**Sobre a tarefa**
Indique se cada afirmação a seguir está de acordo com o trecho sobre o Joaquinzão, respondendo sim ou não e citando literalmente as palavras do trecho que decidem a questão.
1. O primeiro gol do jogo inaugural no gramado foi marcado por Lourival, jogador do time da capital paulista.
2. O Taubaté venceu o primeiro jogo disputado naquele gramado.
3. O pai do autor trabalhou na fábrica por duas décadas.

═══ Trecho para leitura ═══

Aliás, há dois fatos interessantes relacionados a mim e ao “Joaquinzão”, sendo que ambos têm vínculo com a história do primeiro jogo naquele gramado que recebeu o Taubaté e o São Paulo Futebol Clube, que naquele contexto histórico havia se sagrado vice-campeão paulista em 1967. O time local perdeu por 2 a 1 para o Tricolor e o primeiro gol foi marcado por um atleta do time da capital paulista chamado Lourival. As duas relações estão exatamente aí: meu pai, que era torcedor do São Paulo, chamava-se Lourival – nome que também carrego, mas oculto.

A propósito, foi meu pai que me levou, ainda criança, para ver os primeiros jogos do “Burro da Central” no “Joaquinzão”. Lembro-me bem daquele time de camisa branca cortada por uma faixa transversal azul entrando em campo. É daí que vem outro termo que identifica a equipe Taubateana: o Alviazul. É nítida na memória o grito da torcida e os palavrões verbalizados (os primeiros que aprendi) contra o trio de arbitragem e a equipe adversária. O sabor da pipoca fria e engordurada parece voltar quando recordo experiências tão tenras.

Tinha 7 ou 8 anos de idade, mais ou menos, quando vivenciei minhas primeiras experiências futebolísticas, mas os caminhos profissionais traçados por meu pai fizeram com que o “Joaquinzão” ficasse para trás. O futebol deixou de ser algo atraente e deu lugar à fábrica onde meu pai trabalhou por três décadas e onde também labutei, a partir dos 15 anos de idade, por quase dez anos. Mas um elo foi mantido com o Esporte Clube Taubaté. “Val”, apelido pelo qual meu falecido pai era chamado, tinha o hábito diário de ouvir rádio, assim como minha mãe. Verdade seja dita: da infância até hoje é comum chegar na casa de Dona Maria José e ser recepcionado pelo som da Rádio Aparecida nas alturas, ungindo o ambiente.

═══ Itens ═══

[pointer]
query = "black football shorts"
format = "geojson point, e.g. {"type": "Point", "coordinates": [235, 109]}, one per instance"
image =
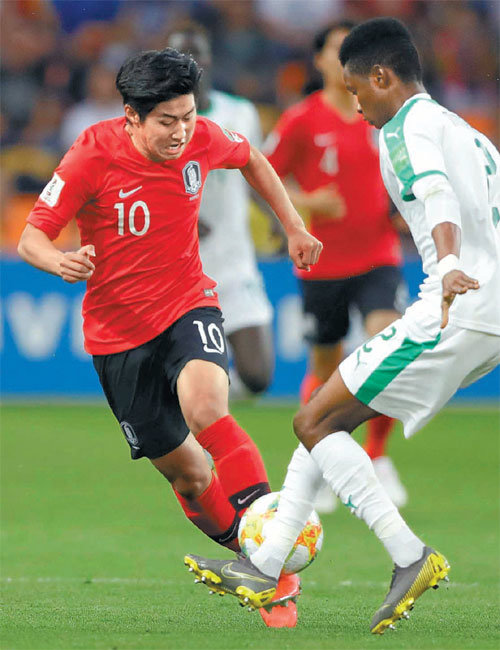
{"type": "Point", "coordinates": [140, 384]}
{"type": "Point", "coordinates": [326, 303]}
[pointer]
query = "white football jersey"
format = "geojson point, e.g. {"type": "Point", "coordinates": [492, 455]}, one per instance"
{"type": "Point", "coordinates": [423, 139]}
{"type": "Point", "coordinates": [228, 253]}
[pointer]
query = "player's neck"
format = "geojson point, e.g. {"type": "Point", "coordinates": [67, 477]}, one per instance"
{"type": "Point", "coordinates": [341, 100]}
{"type": "Point", "coordinates": [405, 92]}
{"type": "Point", "coordinates": [203, 102]}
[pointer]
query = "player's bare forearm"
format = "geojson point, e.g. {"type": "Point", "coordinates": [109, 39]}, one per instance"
{"type": "Point", "coordinates": [260, 174]}
{"type": "Point", "coordinates": [454, 281]}
{"type": "Point", "coordinates": [446, 238]}
{"type": "Point", "coordinates": [39, 251]}
{"type": "Point", "coordinates": [303, 248]}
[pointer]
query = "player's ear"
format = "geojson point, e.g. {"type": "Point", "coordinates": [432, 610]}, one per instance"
{"type": "Point", "coordinates": [132, 115]}
{"type": "Point", "coordinates": [380, 76]}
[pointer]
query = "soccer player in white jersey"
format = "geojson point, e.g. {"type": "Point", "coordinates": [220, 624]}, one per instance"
{"type": "Point", "coordinates": [444, 178]}
{"type": "Point", "coordinates": [226, 247]}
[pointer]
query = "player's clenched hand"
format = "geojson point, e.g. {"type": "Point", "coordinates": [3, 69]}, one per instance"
{"type": "Point", "coordinates": [454, 282]}
{"type": "Point", "coordinates": [76, 266]}
{"type": "Point", "coordinates": [327, 201]}
{"type": "Point", "coordinates": [304, 249]}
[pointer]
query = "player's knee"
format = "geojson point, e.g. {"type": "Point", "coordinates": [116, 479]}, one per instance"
{"type": "Point", "coordinates": [256, 382]}
{"type": "Point", "coordinates": [303, 425]}
{"type": "Point", "coordinates": [203, 412]}
{"type": "Point", "coordinates": [192, 482]}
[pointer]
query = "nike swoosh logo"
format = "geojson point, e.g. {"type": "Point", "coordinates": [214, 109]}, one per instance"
{"type": "Point", "coordinates": [123, 195]}
{"type": "Point", "coordinates": [227, 572]}
{"type": "Point", "coordinates": [245, 499]}
{"type": "Point", "coordinates": [221, 540]}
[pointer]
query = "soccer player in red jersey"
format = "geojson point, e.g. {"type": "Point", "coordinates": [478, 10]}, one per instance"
{"type": "Point", "coordinates": [152, 321]}
{"type": "Point", "coordinates": [332, 156]}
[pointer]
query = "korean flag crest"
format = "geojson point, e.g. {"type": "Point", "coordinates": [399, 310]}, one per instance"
{"type": "Point", "coordinates": [192, 177]}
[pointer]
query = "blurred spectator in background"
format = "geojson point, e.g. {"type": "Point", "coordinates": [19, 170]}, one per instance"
{"type": "Point", "coordinates": [226, 248]}
{"type": "Point", "coordinates": [50, 48]}
{"type": "Point", "coordinates": [102, 103]}
{"type": "Point", "coordinates": [330, 153]}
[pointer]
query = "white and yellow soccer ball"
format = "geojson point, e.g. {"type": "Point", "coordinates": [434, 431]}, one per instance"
{"type": "Point", "coordinates": [257, 522]}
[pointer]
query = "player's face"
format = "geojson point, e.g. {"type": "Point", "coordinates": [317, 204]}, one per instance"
{"type": "Point", "coordinates": [373, 96]}
{"type": "Point", "coordinates": [167, 129]}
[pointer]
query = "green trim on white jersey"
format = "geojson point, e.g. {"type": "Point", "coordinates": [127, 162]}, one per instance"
{"type": "Point", "coordinates": [391, 366]}
{"type": "Point", "coordinates": [394, 138]}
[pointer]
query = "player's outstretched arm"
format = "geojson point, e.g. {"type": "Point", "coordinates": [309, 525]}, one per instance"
{"type": "Point", "coordinates": [38, 250]}
{"type": "Point", "coordinates": [446, 237]}
{"type": "Point", "coordinates": [303, 248]}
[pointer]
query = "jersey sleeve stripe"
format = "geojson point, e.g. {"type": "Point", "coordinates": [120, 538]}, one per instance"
{"type": "Point", "coordinates": [398, 152]}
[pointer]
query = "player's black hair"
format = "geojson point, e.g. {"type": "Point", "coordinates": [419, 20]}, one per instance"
{"type": "Point", "coordinates": [382, 41]}
{"type": "Point", "coordinates": [320, 37]}
{"type": "Point", "coordinates": [155, 76]}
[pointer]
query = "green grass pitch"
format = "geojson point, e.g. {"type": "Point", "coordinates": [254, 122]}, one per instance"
{"type": "Point", "coordinates": [93, 543]}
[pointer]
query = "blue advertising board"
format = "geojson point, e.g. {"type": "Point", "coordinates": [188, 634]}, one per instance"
{"type": "Point", "coordinates": [42, 345]}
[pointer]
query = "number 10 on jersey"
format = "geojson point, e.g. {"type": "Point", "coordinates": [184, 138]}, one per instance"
{"type": "Point", "coordinates": [120, 207]}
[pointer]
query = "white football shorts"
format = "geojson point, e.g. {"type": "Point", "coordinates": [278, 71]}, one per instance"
{"type": "Point", "coordinates": [411, 369]}
{"type": "Point", "coordinates": [244, 303]}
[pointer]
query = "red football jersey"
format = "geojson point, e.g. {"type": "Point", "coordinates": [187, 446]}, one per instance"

═══

**Resultado**
1. Sim: "o primeiro gol foi marcado por um atleta do time da capital paulista chamado Lourival"
2. Não: "O time local perdeu por 2 a 1 para o Tricolor"
3. Não: "meu pai trabalhou por três décadas"